→ Stated goal a: Gather every line of the records that contains the string "flagpole". Case counts.

→ Quoted passage:

American singer-songwriter

Benjamin George Cramer, better known as Old Sea Brigade, is an American songwriter and producer, signed to Nettwerk Music Group. Originally from Atlanta, Georgia, Cramer currently resides in Nashville, Tennessee.

==Career==
Old Sea Brigade's debut self-titled EP was released in January 2016 to much critical acclaim. Cramer spent the following year touring the United States and Europe, including support shows with Joseph, Julien Baker, and Benjamin Francis Leftwich. His music has been described as indie folk with "a sense of Southern-gothic". Old Sea Brigade released his debut album Ode to a Friend in January 2019. In August 2020, Old Sea Brigade released a collaborative EP, All The Ways You Sing In The Dark, with his friend, Luke Sital-Singh. Old Sea Brigade's music has been featured in notable TV shows including Grey's Anatomy, This Is Us, Nashville, and A Million Little Things.

→ Provided records:
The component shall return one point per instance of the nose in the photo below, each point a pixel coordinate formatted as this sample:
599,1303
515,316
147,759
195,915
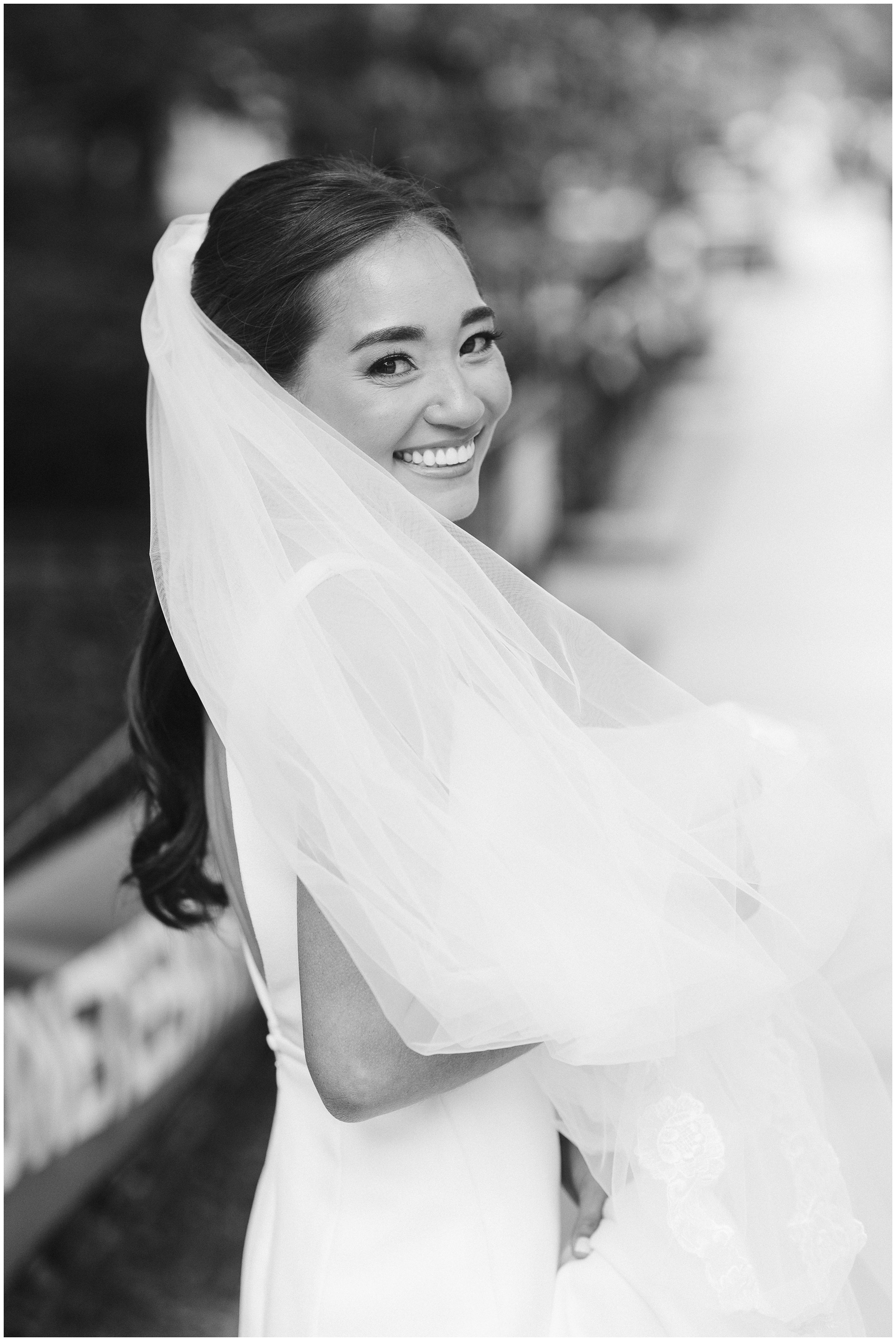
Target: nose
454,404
...
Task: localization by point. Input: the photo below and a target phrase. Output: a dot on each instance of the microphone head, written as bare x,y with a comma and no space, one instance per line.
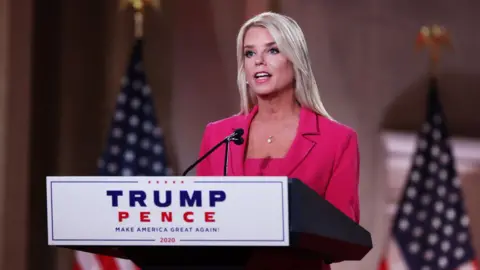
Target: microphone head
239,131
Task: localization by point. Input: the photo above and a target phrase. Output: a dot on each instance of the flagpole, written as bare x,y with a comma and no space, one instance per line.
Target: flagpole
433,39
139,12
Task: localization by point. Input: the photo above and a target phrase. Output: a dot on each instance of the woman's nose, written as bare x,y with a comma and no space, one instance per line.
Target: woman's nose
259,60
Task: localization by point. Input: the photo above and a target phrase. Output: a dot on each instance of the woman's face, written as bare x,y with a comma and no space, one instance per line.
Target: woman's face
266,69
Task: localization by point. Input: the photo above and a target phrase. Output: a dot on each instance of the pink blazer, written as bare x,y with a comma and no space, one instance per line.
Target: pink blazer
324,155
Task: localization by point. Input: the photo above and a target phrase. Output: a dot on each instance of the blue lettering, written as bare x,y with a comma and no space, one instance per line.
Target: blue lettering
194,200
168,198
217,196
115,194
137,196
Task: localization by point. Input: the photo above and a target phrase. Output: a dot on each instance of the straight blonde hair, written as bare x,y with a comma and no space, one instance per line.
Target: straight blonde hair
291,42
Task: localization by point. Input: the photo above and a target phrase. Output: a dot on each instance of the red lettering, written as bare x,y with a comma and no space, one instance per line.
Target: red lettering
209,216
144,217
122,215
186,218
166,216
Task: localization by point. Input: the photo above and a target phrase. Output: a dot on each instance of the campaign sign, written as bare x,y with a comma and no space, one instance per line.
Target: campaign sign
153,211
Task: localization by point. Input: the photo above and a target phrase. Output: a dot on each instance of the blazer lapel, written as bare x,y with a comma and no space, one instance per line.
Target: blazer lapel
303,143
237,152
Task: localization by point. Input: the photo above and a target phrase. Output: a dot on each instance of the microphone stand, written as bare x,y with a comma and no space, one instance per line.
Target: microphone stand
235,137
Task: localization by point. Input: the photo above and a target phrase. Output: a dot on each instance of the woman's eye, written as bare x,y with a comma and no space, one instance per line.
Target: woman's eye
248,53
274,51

→ Stated goal b: List each TV show that the Old Sea Brigade text says has featured the music.

→ Full answer a:
Task: localization by point. Input: the photo above and a target phrase. Output: a dot on each instance of the flagpole, written as bare x,y with a comma and no space, one instance per line.
Target: flagpole

→ Full answer b:
Grey's Anatomy
This Is Us
Nashville
A Million Little Things